TEXTO EXTRAÍDO:
━━━━
Alexandre Guerra, 06.12.11

 

No período em que José Manuel Durão Barroso, actual presidente da Comissão Europeia, andava pelos Estados Unidos a tirar o seu doutoramento em Georgetown e se prepara para vir a ser um dia primeiro-ministro de Portugal, o autor destas linhas chegou a ouvi-lo citar, por uma ou duas vezes, algumas estrofes da música Zooropa do álbum homónimo dos U2 (diga-se de passagem, repositório dos últimos resquícios da genial criatividade musical daquela banda que tinha atingido o corolário com Achtung Baby, dois anos antes).

 

Considerações artísticas à parte, Barroso lá dizia: “Zooropa… Don't worry baby, it's gonna be alright. Zooropa… Uncertainty can be a guiding light.” Disse-o, por exemplo, em Novembro de 1997, durante um colóquio com o nome de “Portugal na Transição do Milénio”.

 

O agora líder da Comissão Europeia mostrava-se na altura desiludido com o rumo da Europa, em parte consubstanciado no então novíssimo Tratado de Amesterdão, assinado em Outubro de 1997.

 

Na sua intervenção por ocasião do debate na Assembleia da República para a aprovação do Tratado de Amesterdão, a 6 de Janeiro de 1999, Barroso dizia que “sem embargo de desenvolvimentos positivos, ele representa uma certa frustração e fica-se, sem dúvida, com um sabor a pouco em termos de ambição europeia”. Salientava ainda: “Ficamos com a impressão de reformas mais uma vez adiadas. Ficamos com a consciência de que a Europa continua à procura de um caminho. […] Não pode, pois, honestamente dizer-se que o Tratado de Amesterdão esteja à altura dos desafios que a Europa hoje enfrenta.”

 

Mais à frente dizia que na União Europeia não existia “uma vontade política proporcional à dimensão dos desafios que os europeus enfrentam”. Acrescentaria ainda que “actualmente [1999], os líderes europeus vão, na sua maioria, atrás das sondagens, em vez de procurarem ir à frente das respectivas comunidades políticas”. E já quase a concluir: “Que faremos com esta Europa? Para onde vamos? O que quer a Europa, se é que quer realmente alguma coisa? A verdade é que a União Europeia parece cada vez mais à deriva. Sem um propósito claro. Sem uma linha de rumo. Sem uma verdadeira visão estratégica.”

 

Ora, estes tempos de excepcional “crise” que se viviam no final dos anos 90 não eram afinal tão excepcionais quanto isso, bastando apenas recuar até ao início da mesma década e encontrar mais um momento de “crise” para a Europa.
━━━━
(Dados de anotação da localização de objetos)
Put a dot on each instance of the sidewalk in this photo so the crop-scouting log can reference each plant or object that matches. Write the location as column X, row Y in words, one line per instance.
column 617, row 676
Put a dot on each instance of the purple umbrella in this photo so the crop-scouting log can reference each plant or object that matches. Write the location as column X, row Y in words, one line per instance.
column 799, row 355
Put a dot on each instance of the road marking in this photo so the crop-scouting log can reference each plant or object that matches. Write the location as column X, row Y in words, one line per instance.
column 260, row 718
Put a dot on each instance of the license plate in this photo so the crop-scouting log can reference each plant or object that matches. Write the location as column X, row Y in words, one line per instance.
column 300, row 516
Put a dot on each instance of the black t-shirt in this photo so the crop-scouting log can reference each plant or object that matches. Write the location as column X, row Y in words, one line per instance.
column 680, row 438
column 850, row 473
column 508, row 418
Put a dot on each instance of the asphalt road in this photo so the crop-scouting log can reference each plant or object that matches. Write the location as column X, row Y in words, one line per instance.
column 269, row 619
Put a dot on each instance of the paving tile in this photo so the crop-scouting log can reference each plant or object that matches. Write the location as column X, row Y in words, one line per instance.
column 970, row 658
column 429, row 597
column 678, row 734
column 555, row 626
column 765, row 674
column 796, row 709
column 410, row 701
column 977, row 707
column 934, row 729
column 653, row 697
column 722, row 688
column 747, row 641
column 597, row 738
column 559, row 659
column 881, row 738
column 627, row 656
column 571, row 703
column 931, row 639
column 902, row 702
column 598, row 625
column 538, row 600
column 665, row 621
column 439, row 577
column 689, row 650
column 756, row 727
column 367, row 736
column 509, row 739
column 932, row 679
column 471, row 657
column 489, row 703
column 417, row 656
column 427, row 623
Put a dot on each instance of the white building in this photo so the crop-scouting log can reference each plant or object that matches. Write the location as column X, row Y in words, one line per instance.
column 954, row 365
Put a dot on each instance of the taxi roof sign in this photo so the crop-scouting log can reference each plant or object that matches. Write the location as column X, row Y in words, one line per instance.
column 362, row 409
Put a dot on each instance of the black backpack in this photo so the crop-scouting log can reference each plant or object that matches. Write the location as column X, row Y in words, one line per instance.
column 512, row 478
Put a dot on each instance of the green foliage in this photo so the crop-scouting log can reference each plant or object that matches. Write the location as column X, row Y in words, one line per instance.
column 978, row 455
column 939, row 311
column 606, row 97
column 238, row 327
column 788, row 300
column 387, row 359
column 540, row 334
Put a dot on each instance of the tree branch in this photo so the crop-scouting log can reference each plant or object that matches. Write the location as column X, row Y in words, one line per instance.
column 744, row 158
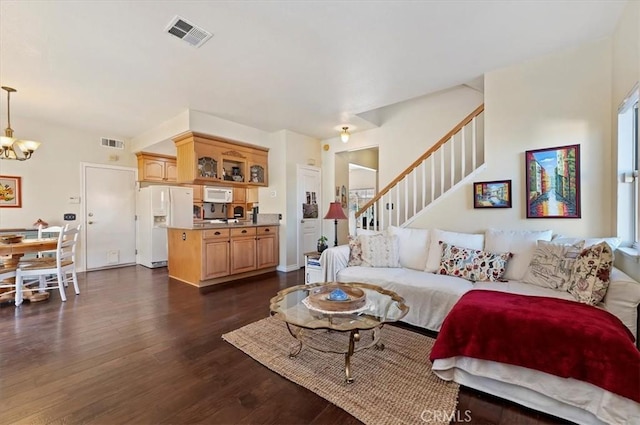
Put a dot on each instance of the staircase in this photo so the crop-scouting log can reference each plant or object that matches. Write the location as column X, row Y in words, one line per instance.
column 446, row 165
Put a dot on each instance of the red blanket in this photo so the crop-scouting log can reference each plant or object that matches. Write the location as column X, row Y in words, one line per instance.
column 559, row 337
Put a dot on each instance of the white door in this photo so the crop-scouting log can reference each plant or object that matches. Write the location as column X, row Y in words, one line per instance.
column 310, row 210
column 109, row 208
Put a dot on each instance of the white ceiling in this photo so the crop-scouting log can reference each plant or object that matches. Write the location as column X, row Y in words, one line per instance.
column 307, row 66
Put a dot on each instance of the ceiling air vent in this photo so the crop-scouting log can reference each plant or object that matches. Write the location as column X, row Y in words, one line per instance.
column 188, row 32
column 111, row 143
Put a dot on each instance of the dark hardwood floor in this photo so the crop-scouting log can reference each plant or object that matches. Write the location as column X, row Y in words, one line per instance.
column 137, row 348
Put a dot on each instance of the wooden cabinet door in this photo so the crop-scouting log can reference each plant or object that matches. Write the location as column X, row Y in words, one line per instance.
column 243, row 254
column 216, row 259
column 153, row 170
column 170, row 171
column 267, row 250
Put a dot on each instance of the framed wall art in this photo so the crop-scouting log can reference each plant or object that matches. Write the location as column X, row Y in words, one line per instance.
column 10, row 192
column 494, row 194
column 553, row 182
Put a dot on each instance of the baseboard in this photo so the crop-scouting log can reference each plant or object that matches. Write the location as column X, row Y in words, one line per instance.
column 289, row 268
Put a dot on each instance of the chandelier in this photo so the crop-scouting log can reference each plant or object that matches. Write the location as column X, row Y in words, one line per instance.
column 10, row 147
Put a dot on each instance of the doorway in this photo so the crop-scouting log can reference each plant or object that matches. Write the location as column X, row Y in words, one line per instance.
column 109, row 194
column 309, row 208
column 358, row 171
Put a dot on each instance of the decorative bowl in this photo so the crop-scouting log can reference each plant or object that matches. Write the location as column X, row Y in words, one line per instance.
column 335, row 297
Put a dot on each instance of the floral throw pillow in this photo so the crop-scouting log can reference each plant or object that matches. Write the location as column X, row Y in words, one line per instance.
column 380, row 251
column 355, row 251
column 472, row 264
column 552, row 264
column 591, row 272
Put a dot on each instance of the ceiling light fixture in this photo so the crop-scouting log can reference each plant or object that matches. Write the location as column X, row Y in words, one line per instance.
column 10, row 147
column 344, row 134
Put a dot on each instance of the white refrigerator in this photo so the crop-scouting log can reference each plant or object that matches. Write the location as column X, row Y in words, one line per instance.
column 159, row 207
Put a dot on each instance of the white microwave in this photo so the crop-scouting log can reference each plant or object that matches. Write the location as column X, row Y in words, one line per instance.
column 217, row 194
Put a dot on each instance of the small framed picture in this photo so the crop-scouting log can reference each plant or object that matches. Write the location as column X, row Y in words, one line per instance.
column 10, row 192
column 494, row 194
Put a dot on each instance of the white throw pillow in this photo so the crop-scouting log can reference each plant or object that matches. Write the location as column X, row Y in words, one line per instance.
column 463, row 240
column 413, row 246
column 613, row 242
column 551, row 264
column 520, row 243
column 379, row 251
━━━━
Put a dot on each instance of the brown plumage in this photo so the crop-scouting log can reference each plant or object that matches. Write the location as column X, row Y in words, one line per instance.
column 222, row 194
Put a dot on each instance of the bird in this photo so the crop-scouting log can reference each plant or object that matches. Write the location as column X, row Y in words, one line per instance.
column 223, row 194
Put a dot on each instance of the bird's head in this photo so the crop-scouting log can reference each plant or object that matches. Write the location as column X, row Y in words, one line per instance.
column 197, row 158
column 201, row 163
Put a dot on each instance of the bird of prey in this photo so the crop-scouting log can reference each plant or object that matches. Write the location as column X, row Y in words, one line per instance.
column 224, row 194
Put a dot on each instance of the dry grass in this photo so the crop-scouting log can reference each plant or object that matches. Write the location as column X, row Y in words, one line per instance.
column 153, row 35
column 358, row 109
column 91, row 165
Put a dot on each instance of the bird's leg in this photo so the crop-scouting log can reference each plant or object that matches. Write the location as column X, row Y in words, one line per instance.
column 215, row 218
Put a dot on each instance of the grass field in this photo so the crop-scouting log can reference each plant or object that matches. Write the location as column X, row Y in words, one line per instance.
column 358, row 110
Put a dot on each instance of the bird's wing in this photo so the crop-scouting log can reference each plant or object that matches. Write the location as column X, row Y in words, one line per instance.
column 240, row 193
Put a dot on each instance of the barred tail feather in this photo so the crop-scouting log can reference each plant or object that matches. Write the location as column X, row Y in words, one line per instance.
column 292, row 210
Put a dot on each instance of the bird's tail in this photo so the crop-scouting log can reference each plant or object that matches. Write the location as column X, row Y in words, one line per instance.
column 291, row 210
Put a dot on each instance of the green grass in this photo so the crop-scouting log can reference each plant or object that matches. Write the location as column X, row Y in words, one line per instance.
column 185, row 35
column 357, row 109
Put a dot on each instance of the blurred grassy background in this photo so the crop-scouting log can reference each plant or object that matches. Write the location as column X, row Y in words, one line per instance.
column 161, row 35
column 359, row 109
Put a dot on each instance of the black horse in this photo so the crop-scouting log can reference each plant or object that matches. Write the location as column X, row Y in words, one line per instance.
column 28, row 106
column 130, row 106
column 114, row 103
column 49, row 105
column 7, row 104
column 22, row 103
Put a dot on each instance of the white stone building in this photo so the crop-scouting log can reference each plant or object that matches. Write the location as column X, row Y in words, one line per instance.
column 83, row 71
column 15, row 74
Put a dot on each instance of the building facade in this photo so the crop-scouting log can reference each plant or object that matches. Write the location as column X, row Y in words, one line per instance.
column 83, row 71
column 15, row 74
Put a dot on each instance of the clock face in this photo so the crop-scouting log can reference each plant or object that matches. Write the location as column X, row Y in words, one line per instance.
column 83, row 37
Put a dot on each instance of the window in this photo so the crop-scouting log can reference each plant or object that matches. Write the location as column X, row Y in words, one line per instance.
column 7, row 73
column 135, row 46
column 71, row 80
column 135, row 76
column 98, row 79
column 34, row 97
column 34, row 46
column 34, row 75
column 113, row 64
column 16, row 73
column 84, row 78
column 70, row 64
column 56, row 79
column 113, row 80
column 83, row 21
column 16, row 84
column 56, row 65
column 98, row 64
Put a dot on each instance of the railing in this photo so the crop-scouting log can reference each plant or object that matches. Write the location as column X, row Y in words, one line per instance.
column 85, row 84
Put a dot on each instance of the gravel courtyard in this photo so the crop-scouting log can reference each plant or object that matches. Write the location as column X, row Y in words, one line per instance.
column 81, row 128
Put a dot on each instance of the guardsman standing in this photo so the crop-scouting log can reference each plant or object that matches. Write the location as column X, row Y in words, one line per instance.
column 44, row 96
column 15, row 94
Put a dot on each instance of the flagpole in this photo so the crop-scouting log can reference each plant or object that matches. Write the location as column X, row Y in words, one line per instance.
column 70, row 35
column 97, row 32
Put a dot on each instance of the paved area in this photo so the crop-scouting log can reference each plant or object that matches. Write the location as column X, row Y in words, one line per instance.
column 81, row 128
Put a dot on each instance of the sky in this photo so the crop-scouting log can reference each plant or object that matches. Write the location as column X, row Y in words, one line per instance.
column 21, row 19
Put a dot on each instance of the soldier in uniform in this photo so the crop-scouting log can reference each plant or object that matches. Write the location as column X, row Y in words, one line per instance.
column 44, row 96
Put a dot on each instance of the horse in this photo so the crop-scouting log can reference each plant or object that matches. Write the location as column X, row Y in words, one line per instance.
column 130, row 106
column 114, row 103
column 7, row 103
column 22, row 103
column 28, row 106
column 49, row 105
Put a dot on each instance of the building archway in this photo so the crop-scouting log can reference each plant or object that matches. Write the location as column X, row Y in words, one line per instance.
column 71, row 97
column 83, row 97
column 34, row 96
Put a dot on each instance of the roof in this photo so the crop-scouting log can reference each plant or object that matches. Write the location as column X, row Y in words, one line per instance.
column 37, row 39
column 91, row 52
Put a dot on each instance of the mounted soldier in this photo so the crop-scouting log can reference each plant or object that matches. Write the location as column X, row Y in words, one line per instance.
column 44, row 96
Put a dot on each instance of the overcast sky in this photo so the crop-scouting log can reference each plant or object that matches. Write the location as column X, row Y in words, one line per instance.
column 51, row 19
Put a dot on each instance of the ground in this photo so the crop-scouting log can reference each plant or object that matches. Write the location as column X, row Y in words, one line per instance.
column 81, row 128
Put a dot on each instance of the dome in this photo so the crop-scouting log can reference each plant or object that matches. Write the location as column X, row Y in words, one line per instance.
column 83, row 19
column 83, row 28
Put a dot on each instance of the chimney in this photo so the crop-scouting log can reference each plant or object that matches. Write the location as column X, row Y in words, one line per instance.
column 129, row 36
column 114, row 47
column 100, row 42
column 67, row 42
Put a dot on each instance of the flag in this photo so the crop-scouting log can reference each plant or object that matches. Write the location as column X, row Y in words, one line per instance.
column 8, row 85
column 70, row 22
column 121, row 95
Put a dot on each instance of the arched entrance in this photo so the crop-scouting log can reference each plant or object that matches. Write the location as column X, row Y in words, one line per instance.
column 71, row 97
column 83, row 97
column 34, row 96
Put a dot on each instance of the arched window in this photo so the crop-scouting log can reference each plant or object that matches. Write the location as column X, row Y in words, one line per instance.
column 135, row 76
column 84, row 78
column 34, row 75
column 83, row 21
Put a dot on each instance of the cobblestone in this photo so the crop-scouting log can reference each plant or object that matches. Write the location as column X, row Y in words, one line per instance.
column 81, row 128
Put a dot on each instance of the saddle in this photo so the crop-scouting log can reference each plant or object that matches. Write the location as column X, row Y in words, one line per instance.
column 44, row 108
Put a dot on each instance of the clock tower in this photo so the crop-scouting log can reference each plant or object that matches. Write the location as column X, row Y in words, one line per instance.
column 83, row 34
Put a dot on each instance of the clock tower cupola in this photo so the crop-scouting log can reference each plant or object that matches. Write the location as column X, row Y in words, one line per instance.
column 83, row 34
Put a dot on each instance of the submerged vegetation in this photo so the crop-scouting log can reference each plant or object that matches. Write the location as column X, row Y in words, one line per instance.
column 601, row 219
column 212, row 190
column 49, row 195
━━━━
REQUISITOS DA TAREFA:
Diga se cada afirmação concorda com o texto sobre Durão Barroso e responda sim ou não, citando as palavras exatas do texto que decidem a resposta.
1. Barroso citou a música Zooropa num colóquio em novembro de 1997.
2. O Tratado de Amesterdão foi assinado em janeiro de 1999.
3. Barroso afirmou que o Tratado de Amesterdão estava à altura dos desafios da Europa.

RESPOSTA AO EXERCÍCIO:
1. Sim: "Disse-o, por exemplo, em Novembro de 1997, durante um colóquio com o nome de “Portugal na Transição do Milénio”."
2. Não: "assinado em Outubro de 1997."
3. Não: "Não pode, pois, honestamente dizer-se que o Tratado de Amesterdão esteja à altura dos desafios que a Europa hoje enfrenta."